### PROBLEM TO WORK ON
Copy the records below, changing each "Target" to "Label" and keeping everything else the same.

# start of EXCERPTED RECORDS

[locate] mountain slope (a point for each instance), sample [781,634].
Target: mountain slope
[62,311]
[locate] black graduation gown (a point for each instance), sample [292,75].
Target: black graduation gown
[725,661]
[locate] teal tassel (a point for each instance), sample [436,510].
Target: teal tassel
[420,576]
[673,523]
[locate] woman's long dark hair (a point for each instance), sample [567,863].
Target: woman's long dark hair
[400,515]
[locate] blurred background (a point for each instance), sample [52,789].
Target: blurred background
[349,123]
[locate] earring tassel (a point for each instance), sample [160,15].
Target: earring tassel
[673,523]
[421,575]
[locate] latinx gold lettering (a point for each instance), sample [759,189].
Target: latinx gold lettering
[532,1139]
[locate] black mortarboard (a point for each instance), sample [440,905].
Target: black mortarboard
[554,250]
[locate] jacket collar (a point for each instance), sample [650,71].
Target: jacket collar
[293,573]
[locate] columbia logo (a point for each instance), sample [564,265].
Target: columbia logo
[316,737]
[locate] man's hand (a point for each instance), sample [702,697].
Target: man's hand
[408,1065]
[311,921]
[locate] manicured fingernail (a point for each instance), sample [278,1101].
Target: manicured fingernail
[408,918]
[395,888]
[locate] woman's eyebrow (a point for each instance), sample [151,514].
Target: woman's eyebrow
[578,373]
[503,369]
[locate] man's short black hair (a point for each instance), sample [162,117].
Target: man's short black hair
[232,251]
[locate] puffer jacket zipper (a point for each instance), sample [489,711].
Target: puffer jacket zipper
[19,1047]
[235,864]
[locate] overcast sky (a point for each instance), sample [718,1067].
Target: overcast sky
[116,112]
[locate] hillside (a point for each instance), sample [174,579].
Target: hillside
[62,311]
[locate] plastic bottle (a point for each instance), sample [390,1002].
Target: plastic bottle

# end of EXCERPTED RECORDS

### TASK OUTPUT
[locate] mountain slope (a point for each instance), sample [781,634].
Label: mountain slope
[62,311]
[locate] black graduation gown (a point for each instance), sample [292,75].
Label: black graduation gown
[725,661]
[locate] teal tassel (a point for each instance), sample [436,510].
Label: teal tassel
[420,576]
[673,523]
[locate] woman's long dark hair (a point for each instance), sample [567,863].
Label: woman's long dark hair
[400,515]
[locate] blurred background (a point for each instance), sample [52,789].
Label: blurred background
[349,123]
[locate] earring tassel (a point for each instance), sample [160,15].
Label: earring tassel
[673,523]
[421,575]
[locate] latinx gold lettering (a point for each instance), sample [759,189].
Label: latinx gold lettering
[532,1139]
[locate] black mortarboard (a point for each instance), sample [440,905].
Label: black mortarboard
[554,250]
[locate] jacket collar (a point for each instance), sample [650,71].
Label: jacket collar
[293,573]
[locate] columbia logo (a point for each instance), sample [564,265].
Label: columbia logo
[316,737]
[locate] man's hand (a point for each instance), sample [702,697].
Label: man's hand
[408,1065]
[311,921]
[locate] manicured fingernail (a point for each instance), sample [278,1101].
Label: manicured fingernail
[408,918]
[395,888]
[locate] woman's eyebrow (a point for each instance), sample [151,514].
Label: woman's eyebrow
[578,373]
[503,369]
[locate] man's short black hair (a point for each instance), sample [162,117].
Label: man's short black hair
[232,251]
[locate] puffer jacket zipper (a point for each instance), sample [489,711].
Label: puffer jacket zipper
[19,1047]
[235,864]
[locate] overcast sky (a point for each instance), sample [718,1067].
Label: overcast sky
[116,112]
[locate] hillside (a point for each instance), sample [174,579].
Label: hillside
[62,311]
[locate] plastic bottle (a point for each instance), sample [390,1002].
Label: plastic bottle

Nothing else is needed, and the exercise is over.